DOCUMENT SEGMENT
##############################

Adding aspect ratio to REV

porespy/metrics/_funcs.py

@@ -4,7 +4,7 @@
 from scipy import fft as sp_ft
 from skimage.measure import regionprops
 from deprecated import deprecated
-from porespy.tools import extend_slice
+from porespy.tools import extend_slice, extend_slice_2
 from porespy.tools import _check_for_singleton_axes
 from porespy.tools import Results
 from porespy import settings
@@ -13,8 +13,7 @@
 from numba import njit
 tqdm = get_tqdm()
 
-
-def representative_elementary_volume(im, npoints=1000):
+def representative_elementary_volume_porosity(im, AR=([1,1,1]), npoints=1000):
     r"""
     Calculates the porosity of an image as a function subdomain size.
 
@@ -25,6 +24,9 @@ def representative_elementary_volume(im, npoints=1000):
     ----------
     im : ndarray
         The image of the porous material
+    AR : (,3) array
+        This is the aspect ratio of the subdomain. Each element is the ratio to the x-axis.
+        AR = ([x:x.y:x,z:x]). The default is 1:1:1 to get a cubic shape.
     npoints : int
         The number of randomly located and sized boxes to sample.  The default
         is 1000.

##############################

[Pointing dataset records]
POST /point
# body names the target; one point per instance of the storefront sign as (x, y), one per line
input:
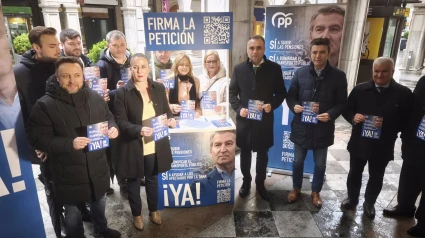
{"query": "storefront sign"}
(188, 31)
(288, 39)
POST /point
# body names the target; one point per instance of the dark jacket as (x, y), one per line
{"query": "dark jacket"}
(31, 76)
(110, 69)
(413, 148)
(330, 90)
(393, 105)
(86, 61)
(56, 120)
(128, 113)
(267, 85)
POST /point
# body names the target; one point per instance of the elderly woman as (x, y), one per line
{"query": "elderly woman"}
(186, 85)
(136, 104)
(213, 80)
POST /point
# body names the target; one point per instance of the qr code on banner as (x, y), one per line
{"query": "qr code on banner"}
(287, 144)
(223, 195)
(216, 30)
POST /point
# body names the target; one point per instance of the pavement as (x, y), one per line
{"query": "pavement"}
(253, 217)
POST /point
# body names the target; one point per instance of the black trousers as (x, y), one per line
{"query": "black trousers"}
(261, 166)
(374, 184)
(133, 186)
(411, 184)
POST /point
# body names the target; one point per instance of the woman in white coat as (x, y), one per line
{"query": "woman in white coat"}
(214, 81)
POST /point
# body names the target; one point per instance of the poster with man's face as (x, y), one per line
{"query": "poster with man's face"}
(290, 29)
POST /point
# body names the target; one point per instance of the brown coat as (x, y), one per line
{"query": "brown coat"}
(128, 108)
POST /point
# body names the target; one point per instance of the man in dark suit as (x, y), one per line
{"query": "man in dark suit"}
(256, 79)
(380, 97)
(222, 151)
(326, 87)
(412, 177)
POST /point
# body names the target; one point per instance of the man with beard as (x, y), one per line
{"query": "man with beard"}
(328, 23)
(57, 126)
(114, 63)
(162, 61)
(31, 74)
(71, 44)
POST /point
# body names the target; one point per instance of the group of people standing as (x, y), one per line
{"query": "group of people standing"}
(396, 107)
(57, 106)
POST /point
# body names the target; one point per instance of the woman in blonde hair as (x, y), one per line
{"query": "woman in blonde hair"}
(186, 85)
(136, 104)
(214, 80)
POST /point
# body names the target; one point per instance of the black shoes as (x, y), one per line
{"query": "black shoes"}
(399, 212)
(263, 192)
(349, 204)
(369, 210)
(244, 191)
(109, 191)
(110, 233)
(416, 231)
(124, 191)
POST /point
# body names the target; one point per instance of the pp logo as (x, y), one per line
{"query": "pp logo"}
(282, 19)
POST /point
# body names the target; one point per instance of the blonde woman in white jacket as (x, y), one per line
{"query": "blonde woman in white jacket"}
(214, 80)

##############################

PROBLEM TO WORK ON
Answer these questions about the code change that adds aspect ratio to REV:
1. What is the function renamed to?
2. Besides extend_slice, which name is now imported from porespy.tools?
3. What default value does the docstring give for npoints?

THE RESPONSE
1. representative_elementary_volume_porosity
2. extend_slice_2
3. 1000